Enter the encoding type of input data. Currently, AI Solution development is only available for UTF-8 encoding.

Argument type: Required
Input type
string
Enterable values
utf-8 (default) -usage
encoding: utf-8
ui_args: O

Readiness asset

x_columns

Enter the name of the training target x column in the Dataframe in the form of a list. The user must enter the input data correctly. If you have a large number of columns to enter, you can use the custom argument drop_x_columns to target the entire DataFrame for training. However, you must use either x_columns or drop_x_columns (arguments that do not use either should be removed or commented out in the YAML file).

Argument type: Required
Input type
list
Enterable values
Column name list -usage
x_columns: [col1, col2]
ui_args: O

y_column

Enter one of the names of the y column in the Dataframe. The user must enter the input data correctly.

Argument type: Required
Input type
string
Enterable values
Column Name -usage
y_column: target
ui_args: O

task_type

Enter the type of Solution assignment (classification/regression). You must ensure that the value is set to the task_type that the user is using for the purpose of the assignment.

Argument type: Required
Input type
string
Enterable values
classification (default)
regression -usage
task_type: classification
ui_args: O

target_label

When training the classification model, determine the class of the y_column that is the basis for calculating the model evaluation metric at HPO. For example, if evaluation_metric is precision and target_label is 1, the model with the highest precision value of label 1 is selected as the best model. task_type does not work when regression.

Argument type: Required
Input type
string
list
Enterable values
_major (default)
Select the class with the highest number in the y_column. (binary, multiclass, all possible)
_minor
Select the class with the fewest number in the y_column. (binary, multiclass, all possible)
_all
Based on all class names in the y_column. (multiclass only)
Label values
Enter one class name for the y_column. (binary, multiclass, all possible)
ex) target_label: setosa
Label value list
list: Enter multiple y_column classes. (multiclass only)

- - - -

OBJECTIVE:
Reproduce the argument reference above word for word, from its first line to its last.

- - - -

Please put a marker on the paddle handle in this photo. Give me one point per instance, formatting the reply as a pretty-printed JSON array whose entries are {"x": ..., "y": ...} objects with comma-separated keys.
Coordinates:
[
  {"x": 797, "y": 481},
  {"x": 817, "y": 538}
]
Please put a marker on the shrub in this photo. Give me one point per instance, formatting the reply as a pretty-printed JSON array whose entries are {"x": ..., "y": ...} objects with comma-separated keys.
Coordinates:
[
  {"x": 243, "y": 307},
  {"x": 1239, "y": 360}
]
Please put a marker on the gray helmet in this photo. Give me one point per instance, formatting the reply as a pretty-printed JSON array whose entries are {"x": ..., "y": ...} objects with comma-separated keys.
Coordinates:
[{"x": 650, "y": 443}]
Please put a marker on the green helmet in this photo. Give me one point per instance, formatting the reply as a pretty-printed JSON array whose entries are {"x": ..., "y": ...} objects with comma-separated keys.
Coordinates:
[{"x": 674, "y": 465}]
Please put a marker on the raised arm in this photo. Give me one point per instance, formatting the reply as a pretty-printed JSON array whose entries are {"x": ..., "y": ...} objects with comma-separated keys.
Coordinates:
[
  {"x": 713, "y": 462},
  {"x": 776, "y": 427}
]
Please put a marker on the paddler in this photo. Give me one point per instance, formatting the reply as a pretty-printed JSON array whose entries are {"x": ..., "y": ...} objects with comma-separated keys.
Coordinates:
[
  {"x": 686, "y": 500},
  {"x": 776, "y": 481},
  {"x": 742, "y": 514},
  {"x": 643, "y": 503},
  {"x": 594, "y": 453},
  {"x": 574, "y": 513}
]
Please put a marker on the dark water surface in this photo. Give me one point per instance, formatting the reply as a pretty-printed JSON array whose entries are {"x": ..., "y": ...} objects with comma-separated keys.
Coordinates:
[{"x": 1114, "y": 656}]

- - - -

RESPONSE TO THIS TASK:
Enter the encoding type of input data. Currently, AI Solution development is only available for UTF-8 encoding.

Argument type: Required
Input type
string
Enterable values
utf-8 (default) -usage
encoding: utf-8
ui_args: O

Readiness asset

x_columns

Enter the name of the training target x column in the Dataframe in the form of a list. The user must enter the input data correctly. If you have a large number of columns to enter, you can use the custom argument drop_x_columns to target the entire DataFrame for training. However, you must use either x_columns or drop_x_columns (arguments that do not use either should be removed or commented out in the YAML file).

Argument type: Required
Input type
list
Enterable values
Column name list -usage
x_columns: [col1, col2]
ui_args: O

y_column

Enter one of the names of the y column in the Dataframe. The user must enter the input data correctly.

Argument type: Required
Input type
string
Enterable values
Column Name -usage
y_column: target
ui_args: O

task_type

Enter the type of Solution assignment (classification/regression). You must ensure that the value is set to the task_type that the user is using for the purpose of the assignment.

Argument type: Required
Input type
string
Enterable values
classification (default)
regression -usage
task_type: classification
ui_args: O

target_label

When training the classification model, determine the class of the y_column that is the basis for calculating the model evaluation metric at HPO. For example, if evaluation_metric is precision and target_label is 1, the model with the highest precision value of label 1 is selected as the best model. task_type does not work when regression.

Argument type: Required
Input type
string
list
Enterable values
_major (default)
Select the class with the highest number in the y_column. (binary, multiclass, all possible)
_minor
Select the class with the fewest number in the y_column. (binary, multiclass, all possible)
_all
Based on all class names in the y_column. (multiclass only)
Label values
Enter one class name for the y_column. (binary, multiclass, all possible)
ex) target_label: setosa
Label value list
list: Enter multiple y_column classes. (multiclass only)